[Data extracted from a collection]

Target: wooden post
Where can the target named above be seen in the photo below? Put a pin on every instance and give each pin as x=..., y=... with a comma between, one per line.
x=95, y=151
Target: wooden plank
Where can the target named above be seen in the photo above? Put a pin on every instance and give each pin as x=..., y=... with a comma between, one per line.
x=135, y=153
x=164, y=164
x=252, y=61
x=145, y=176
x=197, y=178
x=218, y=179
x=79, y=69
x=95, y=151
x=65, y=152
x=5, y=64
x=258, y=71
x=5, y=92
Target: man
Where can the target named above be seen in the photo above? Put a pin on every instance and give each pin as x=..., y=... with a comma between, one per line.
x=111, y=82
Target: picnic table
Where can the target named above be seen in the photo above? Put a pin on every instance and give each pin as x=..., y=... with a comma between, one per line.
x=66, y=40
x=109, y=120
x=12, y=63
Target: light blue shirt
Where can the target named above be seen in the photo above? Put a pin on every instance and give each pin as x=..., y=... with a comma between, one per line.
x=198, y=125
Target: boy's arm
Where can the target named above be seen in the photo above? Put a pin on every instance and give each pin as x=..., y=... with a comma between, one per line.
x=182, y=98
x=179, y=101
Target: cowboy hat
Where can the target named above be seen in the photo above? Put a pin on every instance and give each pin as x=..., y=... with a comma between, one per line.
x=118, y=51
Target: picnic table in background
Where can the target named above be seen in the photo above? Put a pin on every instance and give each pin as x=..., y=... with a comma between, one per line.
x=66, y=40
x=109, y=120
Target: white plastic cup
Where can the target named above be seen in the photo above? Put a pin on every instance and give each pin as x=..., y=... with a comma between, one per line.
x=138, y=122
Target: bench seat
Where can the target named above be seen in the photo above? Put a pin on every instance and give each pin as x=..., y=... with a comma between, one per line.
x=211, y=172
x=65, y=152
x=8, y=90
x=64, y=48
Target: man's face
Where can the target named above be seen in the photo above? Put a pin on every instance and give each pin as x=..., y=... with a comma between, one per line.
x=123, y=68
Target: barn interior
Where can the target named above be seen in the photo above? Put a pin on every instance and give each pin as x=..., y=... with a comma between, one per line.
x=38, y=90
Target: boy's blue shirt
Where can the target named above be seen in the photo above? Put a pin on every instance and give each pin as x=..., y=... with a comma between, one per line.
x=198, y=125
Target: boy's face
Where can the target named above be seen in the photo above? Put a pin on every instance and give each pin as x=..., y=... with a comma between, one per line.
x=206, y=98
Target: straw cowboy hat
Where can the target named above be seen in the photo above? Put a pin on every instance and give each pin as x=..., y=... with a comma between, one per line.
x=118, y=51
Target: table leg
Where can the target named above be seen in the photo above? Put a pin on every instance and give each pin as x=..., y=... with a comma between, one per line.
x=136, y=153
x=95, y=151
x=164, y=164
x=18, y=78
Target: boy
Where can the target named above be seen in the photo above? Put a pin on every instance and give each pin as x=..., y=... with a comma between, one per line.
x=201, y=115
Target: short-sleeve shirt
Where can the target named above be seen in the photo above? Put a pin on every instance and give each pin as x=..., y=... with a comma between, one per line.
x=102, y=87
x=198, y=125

Task brief – Output every record above, exactly as written.

Worked solution –
Target: wooden post
Where can the target named above be seen in the photo below? Put a pin on every instance and give each pin as x=..., y=... with a comma between, one per line.
x=95, y=151
Target: wooden plank
Where can the target named above be seen in the photo above? Put a pin on every instance and give each pin as x=..., y=... with a comma between, one per line.
x=135, y=153
x=164, y=164
x=252, y=61
x=145, y=176
x=197, y=178
x=218, y=179
x=79, y=69
x=95, y=151
x=65, y=152
x=5, y=64
x=258, y=71
x=5, y=92
Target: man
Where can the target named above be seen in the photo above? Put a pin on every instance and give each pin as x=..., y=... with a comma between, one per line.
x=111, y=82
Target: picnic table
Where can the target named above be seen in the photo above? Put a pin on every instance and give each pin as x=..., y=... with a comma between, one per line.
x=66, y=40
x=109, y=120
x=12, y=63
Target: light blue shirt
Where can the target named above be seen in the photo above? Put a pin on every instance and give each pin as x=..., y=... with a comma between, one per line.
x=198, y=125
Target: boy's arm
Where can the target named above be seen in the photo above? Put a pin on every instance and give each pin as x=..., y=... with a comma between, one per line.
x=182, y=98
x=179, y=101
Target: cowboy hat
Where can the target named above be seen in the photo above? Put a pin on every instance and give each pin as x=..., y=... with a comma between, one per line.
x=118, y=51
Target: picnic table in background
Where can the target named above be seen in the photo above? Put a pin on every instance and give each pin as x=..., y=... with a comma between, one per line.
x=66, y=40
x=109, y=120
Target: white plastic cup
Where can the target named above be seen in the photo above? Put a pin on every instance and give each pin as x=..., y=... with a comma between, one per line.
x=138, y=122
Target: bench seat
Where can the target named above be seen in the photo above? Put a pin on every instance and give each pin as x=..., y=... with a comma between, one per line.
x=211, y=172
x=65, y=152
x=8, y=90
x=64, y=48
Target: man's face
Where can the target named above be seen in the photo above? Put a pin on every instance and give each pin as x=..., y=... with a comma between, one per line.
x=123, y=68
Target: barn interior
Where can the target named above be seen in the photo above? Put a pin on every instance and give each pin as x=..., y=... with a comma between, one per line.
x=38, y=90
Target: boy's blue shirt
Where can the target named above be seen in the photo above? Put a pin on every instance and give each pin as x=..., y=... with a comma between, one per line.
x=198, y=125
Target: boy's face
Where can the target named above be seen in the photo above? Put a pin on every instance and give each pin as x=..., y=... with a comma between, one per line.
x=206, y=98
Target: straw cowboy hat
Where can the target named above be seen in the photo above? Put a pin on every instance and give each pin as x=..., y=... with a comma between, one per line.
x=118, y=51
Target: table leg
Where can the target named above be seen in the photo above? Put a pin on every instance and give each pin as x=..., y=... with a comma between, one per line.
x=136, y=153
x=95, y=151
x=164, y=164
x=18, y=78
Target: boy
Where can the target named above be seen in the photo above? Put a pin on every instance and give each pin as x=..., y=... with a comma between, one per line.
x=201, y=115
Target: short-sleeve shirt
Where can the target named above be seen in the photo above? Put a pin on every instance and give each pin as x=..., y=... with a comma between, one per line.
x=102, y=87
x=198, y=125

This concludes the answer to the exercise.